◆ Extrait du texte
::::::
ACJC/388/2024 du 22.03.2024 sur JTBL/968/2023 ( SBL ) , CONFIRME

En fait
En droit
RÉPUBLIQUE ET CANTON DE GENÈVE

POUVOIR JUDICIAIRE

C/18977/2023 ACJC/388/2024

ARRÊT

DE LA COUR DE JUSTICE

Chambre des baux et loyers

DU VENDREDI 22 MARS 2024

 

Entre

Madame A______, domiciliée ______, appelante d'un jugement rendu par le Tribunal des baux et loyers le 16 novembre 2023, représentée par ASLOCA, rue du Lac 12, case postale 6150, 1211 Genève 6,

et

Monsieur B______, domicilié ______, intimé, représentée par Me Maud VOLPER, avocate, boulevard Georges-Favon 14, 1204 Genève.

 


EN FAIT

A. Par jugement motivé JTBL/968/2023 du 16 novembre 2023, reçu par les parties le 8 décembre 2023, le Tribunal des baux et loyers a condamné A______ à évacuer immédiatement de sa personne et de ses biens ainsi que toute autre personne faisant ménage commun avec elle l'appartement de 3 pièces au rez-de-chaussée de l'immeuble sis chemin 1______ no. ______, [code postal] C______ [GE], ainsi que le parking n° 2______ au sous-sol et la cave dépendante se trouvant dans ledit immeuble (ch. 1 du dispositif), autorisé B______ à requérir l'évacuation par la force publique de A______ dès l'entrée en force du jugement (ch. 2), condamné A______ à verser à B______ la somme de 28'540 fr., avec intérêts à 5% l'an dès le 1er août 2023 (date moyenne) (ch. 3), autorisé la libération de la garantie loyer constituée auprès de D______ SA (certificat n° 3______), en faveur de B______, le montant ainsi libéré venant en déduction de la somme due figurant sous chiffre 3 du dispositif (ch. 4), débouté les parties de toutes autres conclusions (ch. 5) et dit que la procédure était gratuite (ch. 6).
::::::
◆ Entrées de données
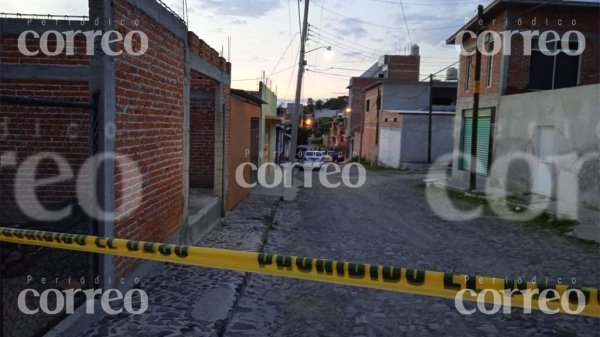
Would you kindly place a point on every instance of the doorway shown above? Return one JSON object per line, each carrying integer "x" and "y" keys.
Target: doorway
{"x": 545, "y": 153}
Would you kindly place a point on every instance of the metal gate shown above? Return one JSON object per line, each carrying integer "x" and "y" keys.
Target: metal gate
{"x": 46, "y": 129}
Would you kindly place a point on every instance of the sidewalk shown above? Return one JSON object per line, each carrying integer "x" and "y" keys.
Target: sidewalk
{"x": 196, "y": 301}
{"x": 588, "y": 227}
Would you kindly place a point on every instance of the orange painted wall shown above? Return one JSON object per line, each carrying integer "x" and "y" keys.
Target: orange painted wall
{"x": 242, "y": 111}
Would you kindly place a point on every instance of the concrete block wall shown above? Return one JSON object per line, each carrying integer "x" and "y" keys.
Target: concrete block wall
{"x": 27, "y": 130}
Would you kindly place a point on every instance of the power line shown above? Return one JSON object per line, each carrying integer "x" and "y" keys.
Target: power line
{"x": 376, "y": 25}
{"x": 332, "y": 35}
{"x": 426, "y": 4}
{"x": 283, "y": 54}
{"x": 405, "y": 23}
{"x": 439, "y": 71}
{"x": 299, "y": 18}
{"x": 340, "y": 45}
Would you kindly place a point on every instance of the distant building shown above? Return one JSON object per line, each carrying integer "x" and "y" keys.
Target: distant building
{"x": 388, "y": 67}
{"x": 395, "y": 125}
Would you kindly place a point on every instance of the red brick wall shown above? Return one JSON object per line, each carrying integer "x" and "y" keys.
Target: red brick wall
{"x": 9, "y": 52}
{"x": 202, "y": 133}
{"x": 496, "y": 73}
{"x": 586, "y": 22}
{"x": 403, "y": 67}
{"x": 29, "y": 130}
{"x": 149, "y": 120}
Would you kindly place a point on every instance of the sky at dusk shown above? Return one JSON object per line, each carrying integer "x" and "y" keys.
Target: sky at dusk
{"x": 265, "y": 36}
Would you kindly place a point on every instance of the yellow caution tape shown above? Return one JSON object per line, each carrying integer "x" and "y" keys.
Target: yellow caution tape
{"x": 391, "y": 278}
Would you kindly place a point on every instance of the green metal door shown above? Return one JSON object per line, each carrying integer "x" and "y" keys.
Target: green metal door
{"x": 484, "y": 129}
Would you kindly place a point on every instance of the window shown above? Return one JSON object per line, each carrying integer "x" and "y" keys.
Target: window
{"x": 468, "y": 72}
{"x": 548, "y": 72}
{"x": 485, "y": 122}
{"x": 490, "y": 61}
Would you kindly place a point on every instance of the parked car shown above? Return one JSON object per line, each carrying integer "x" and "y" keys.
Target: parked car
{"x": 300, "y": 150}
{"x": 312, "y": 160}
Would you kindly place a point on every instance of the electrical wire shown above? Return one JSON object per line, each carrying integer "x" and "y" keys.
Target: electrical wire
{"x": 379, "y": 26}
{"x": 283, "y": 54}
{"x": 405, "y": 23}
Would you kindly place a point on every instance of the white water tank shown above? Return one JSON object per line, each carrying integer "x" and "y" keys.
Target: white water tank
{"x": 452, "y": 74}
{"x": 414, "y": 50}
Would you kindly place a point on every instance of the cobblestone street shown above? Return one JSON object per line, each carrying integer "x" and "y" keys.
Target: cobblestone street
{"x": 388, "y": 221}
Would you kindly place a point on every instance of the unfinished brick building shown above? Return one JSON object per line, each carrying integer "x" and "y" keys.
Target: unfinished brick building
{"x": 158, "y": 123}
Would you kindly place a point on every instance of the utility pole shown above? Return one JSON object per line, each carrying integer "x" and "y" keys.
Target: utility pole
{"x": 430, "y": 118}
{"x": 297, "y": 113}
{"x": 476, "y": 87}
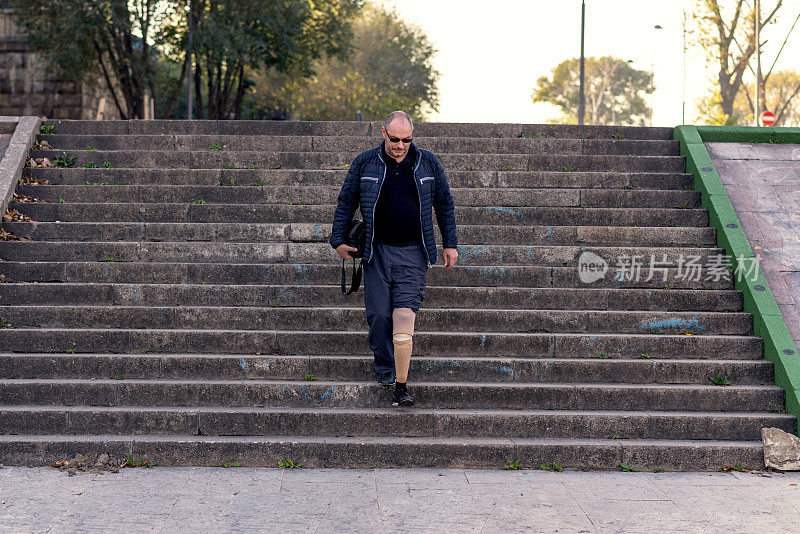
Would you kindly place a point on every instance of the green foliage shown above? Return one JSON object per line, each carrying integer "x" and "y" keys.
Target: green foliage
{"x": 720, "y": 380}
{"x": 64, "y": 160}
{"x": 391, "y": 68}
{"x": 290, "y": 464}
{"x": 511, "y": 466}
{"x": 117, "y": 42}
{"x": 237, "y": 38}
{"x": 552, "y": 467}
{"x": 614, "y": 91}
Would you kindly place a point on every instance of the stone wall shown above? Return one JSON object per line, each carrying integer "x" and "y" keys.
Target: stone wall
{"x": 26, "y": 88}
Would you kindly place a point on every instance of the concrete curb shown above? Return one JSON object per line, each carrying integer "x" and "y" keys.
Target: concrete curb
{"x": 14, "y": 160}
{"x": 768, "y": 323}
{"x": 747, "y": 134}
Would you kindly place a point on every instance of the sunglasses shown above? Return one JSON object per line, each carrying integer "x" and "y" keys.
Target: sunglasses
{"x": 406, "y": 140}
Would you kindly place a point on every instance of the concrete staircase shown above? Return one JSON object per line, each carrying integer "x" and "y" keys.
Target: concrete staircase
{"x": 171, "y": 301}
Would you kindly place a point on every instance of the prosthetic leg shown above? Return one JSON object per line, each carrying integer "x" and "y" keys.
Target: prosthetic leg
{"x": 402, "y": 338}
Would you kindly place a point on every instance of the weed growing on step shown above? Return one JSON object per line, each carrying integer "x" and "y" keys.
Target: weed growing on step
{"x": 130, "y": 462}
{"x": 552, "y": 467}
{"x": 736, "y": 467}
{"x": 64, "y": 160}
{"x": 720, "y": 380}
{"x": 511, "y": 465}
{"x": 290, "y": 464}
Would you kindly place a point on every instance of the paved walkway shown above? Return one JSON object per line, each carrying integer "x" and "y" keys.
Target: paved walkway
{"x": 763, "y": 183}
{"x": 395, "y": 500}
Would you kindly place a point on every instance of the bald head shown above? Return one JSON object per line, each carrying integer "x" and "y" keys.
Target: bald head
{"x": 398, "y": 115}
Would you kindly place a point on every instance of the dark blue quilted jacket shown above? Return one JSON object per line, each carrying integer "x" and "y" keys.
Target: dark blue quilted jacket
{"x": 363, "y": 185}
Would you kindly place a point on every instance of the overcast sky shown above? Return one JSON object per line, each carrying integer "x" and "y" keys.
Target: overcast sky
{"x": 492, "y": 52}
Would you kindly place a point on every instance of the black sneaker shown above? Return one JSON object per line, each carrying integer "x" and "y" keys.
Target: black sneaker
{"x": 386, "y": 378}
{"x": 402, "y": 398}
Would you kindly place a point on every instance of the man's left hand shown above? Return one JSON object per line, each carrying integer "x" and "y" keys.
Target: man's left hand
{"x": 450, "y": 257}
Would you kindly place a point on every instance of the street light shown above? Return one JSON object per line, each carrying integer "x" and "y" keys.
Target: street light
{"x": 580, "y": 91}
{"x": 683, "y": 93}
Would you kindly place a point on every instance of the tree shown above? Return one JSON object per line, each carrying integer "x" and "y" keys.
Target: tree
{"x": 391, "y": 68}
{"x": 235, "y": 38}
{"x": 780, "y": 95}
{"x": 728, "y": 35}
{"x": 614, "y": 91}
{"x": 113, "y": 40}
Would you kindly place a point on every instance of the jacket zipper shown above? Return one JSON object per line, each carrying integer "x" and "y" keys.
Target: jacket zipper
{"x": 372, "y": 236}
{"x": 419, "y": 196}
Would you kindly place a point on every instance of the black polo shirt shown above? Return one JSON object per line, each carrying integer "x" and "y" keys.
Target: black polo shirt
{"x": 397, "y": 218}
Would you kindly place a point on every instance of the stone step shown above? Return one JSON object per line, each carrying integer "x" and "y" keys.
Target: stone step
{"x": 340, "y": 160}
{"x": 454, "y": 344}
{"x": 316, "y": 274}
{"x": 24, "y": 314}
{"x": 420, "y": 422}
{"x": 518, "y": 395}
{"x": 298, "y": 177}
{"x": 423, "y": 369}
{"x": 193, "y": 293}
{"x": 291, "y": 195}
{"x": 373, "y": 451}
{"x": 349, "y": 144}
{"x": 308, "y": 232}
{"x": 344, "y": 128}
{"x": 263, "y": 213}
{"x": 301, "y": 253}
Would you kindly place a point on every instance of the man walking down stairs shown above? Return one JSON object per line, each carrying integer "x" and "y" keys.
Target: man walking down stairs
{"x": 396, "y": 186}
{"x": 172, "y": 297}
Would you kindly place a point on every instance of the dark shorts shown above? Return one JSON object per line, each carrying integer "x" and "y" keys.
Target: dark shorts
{"x": 396, "y": 273}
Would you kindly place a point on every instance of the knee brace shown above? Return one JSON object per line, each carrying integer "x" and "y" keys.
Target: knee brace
{"x": 402, "y": 355}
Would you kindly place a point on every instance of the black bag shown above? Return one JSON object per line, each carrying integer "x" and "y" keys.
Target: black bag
{"x": 356, "y": 237}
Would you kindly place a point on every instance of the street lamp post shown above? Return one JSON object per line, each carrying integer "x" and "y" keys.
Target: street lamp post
{"x": 683, "y": 92}
{"x": 580, "y": 91}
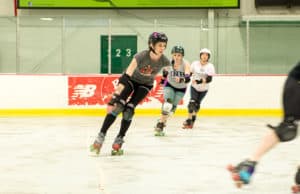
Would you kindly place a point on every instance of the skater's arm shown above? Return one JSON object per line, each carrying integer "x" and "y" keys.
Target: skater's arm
{"x": 131, "y": 67}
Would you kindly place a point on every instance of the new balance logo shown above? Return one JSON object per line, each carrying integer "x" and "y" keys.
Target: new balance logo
{"x": 84, "y": 91}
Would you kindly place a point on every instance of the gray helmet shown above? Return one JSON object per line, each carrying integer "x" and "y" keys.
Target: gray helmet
{"x": 156, "y": 37}
{"x": 205, "y": 50}
{"x": 178, "y": 49}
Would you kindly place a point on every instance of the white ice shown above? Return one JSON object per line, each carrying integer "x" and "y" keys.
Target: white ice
{"x": 50, "y": 155}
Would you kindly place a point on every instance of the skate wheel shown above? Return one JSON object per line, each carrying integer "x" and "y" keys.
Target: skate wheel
{"x": 159, "y": 133}
{"x": 230, "y": 167}
{"x": 238, "y": 184}
{"x": 235, "y": 177}
{"x": 95, "y": 149}
{"x": 116, "y": 146}
{"x": 296, "y": 189}
{"x": 117, "y": 152}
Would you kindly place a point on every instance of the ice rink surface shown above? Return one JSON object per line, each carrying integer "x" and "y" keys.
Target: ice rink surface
{"x": 51, "y": 155}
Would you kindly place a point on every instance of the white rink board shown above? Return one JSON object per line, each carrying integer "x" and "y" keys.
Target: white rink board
{"x": 50, "y": 155}
{"x": 226, "y": 92}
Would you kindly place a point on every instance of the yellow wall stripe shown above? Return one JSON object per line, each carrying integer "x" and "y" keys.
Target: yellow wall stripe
{"x": 139, "y": 112}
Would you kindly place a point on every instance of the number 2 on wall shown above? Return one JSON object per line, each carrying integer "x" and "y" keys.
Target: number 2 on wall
{"x": 119, "y": 51}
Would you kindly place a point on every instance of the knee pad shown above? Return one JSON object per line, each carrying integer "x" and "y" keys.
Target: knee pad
{"x": 297, "y": 176}
{"x": 193, "y": 106}
{"x": 128, "y": 112}
{"x": 286, "y": 131}
{"x": 118, "y": 108}
{"x": 167, "y": 108}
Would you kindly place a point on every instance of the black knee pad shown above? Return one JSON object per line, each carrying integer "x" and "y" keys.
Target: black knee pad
{"x": 128, "y": 112}
{"x": 193, "y": 106}
{"x": 297, "y": 176}
{"x": 118, "y": 108}
{"x": 286, "y": 131}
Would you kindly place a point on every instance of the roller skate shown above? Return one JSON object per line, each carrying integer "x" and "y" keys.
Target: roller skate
{"x": 96, "y": 146}
{"x": 116, "y": 147}
{"x": 241, "y": 174}
{"x": 296, "y": 187}
{"x": 159, "y": 129}
{"x": 188, "y": 124}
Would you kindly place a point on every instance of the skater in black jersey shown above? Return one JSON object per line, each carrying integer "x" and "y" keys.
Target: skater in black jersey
{"x": 135, "y": 83}
{"x": 285, "y": 131}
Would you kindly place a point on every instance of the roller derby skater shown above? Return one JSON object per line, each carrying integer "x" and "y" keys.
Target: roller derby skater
{"x": 296, "y": 187}
{"x": 133, "y": 87}
{"x": 202, "y": 72}
{"x": 283, "y": 132}
{"x": 116, "y": 147}
{"x": 175, "y": 80}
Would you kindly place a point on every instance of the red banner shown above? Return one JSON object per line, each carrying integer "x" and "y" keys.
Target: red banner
{"x": 98, "y": 90}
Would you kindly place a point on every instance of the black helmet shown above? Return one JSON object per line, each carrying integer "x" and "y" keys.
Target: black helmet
{"x": 156, "y": 37}
{"x": 178, "y": 49}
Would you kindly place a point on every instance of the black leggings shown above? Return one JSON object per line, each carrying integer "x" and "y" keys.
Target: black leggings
{"x": 137, "y": 91}
{"x": 291, "y": 99}
{"x": 197, "y": 96}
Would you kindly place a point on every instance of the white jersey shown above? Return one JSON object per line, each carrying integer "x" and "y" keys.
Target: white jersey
{"x": 201, "y": 71}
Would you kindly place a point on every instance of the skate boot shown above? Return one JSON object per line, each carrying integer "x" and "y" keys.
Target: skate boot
{"x": 159, "y": 129}
{"x": 241, "y": 174}
{"x": 96, "y": 146}
{"x": 296, "y": 187}
{"x": 116, "y": 147}
{"x": 188, "y": 124}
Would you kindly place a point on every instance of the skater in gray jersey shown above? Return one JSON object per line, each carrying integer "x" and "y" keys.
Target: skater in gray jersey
{"x": 175, "y": 80}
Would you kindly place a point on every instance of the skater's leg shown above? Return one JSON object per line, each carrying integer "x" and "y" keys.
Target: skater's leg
{"x": 266, "y": 144}
{"x": 167, "y": 105}
{"x": 117, "y": 103}
{"x": 296, "y": 187}
{"x": 297, "y": 177}
{"x": 138, "y": 95}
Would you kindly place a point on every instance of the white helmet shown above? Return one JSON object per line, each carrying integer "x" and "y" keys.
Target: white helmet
{"x": 205, "y": 50}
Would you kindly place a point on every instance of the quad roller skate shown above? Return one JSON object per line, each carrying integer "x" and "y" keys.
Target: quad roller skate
{"x": 96, "y": 146}
{"x": 188, "y": 124}
{"x": 116, "y": 147}
{"x": 241, "y": 174}
{"x": 159, "y": 129}
{"x": 296, "y": 187}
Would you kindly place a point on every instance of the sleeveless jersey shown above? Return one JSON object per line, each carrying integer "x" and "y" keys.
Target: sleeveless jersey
{"x": 147, "y": 69}
{"x": 201, "y": 71}
{"x": 172, "y": 74}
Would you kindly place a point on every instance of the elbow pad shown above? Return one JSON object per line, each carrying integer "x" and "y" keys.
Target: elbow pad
{"x": 124, "y": 78}
{"x": 199, "y": 81}
{"x": 187, "y": 78}
{"x": 165, "y": 73}
{"x": 208, "y": 78}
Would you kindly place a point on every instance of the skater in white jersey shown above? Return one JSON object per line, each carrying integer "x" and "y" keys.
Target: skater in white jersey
{"x": 133, "y": 87}
{"x": 285, "y": 131}
{"x": 175, "y": 80}
{"x": 202, "y": 73}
::::::
◆ Consigne
D'après le texte, quelle somme le Tribunal des baux et loyers a-t-il condamné A______ à verser à B______ ? Appuyez-vous uniquement sur le texte pour répondre.

◆ Réponse rédigée
28'540 fr., avec intérêts à 5% l'an dès le 1er août 2023.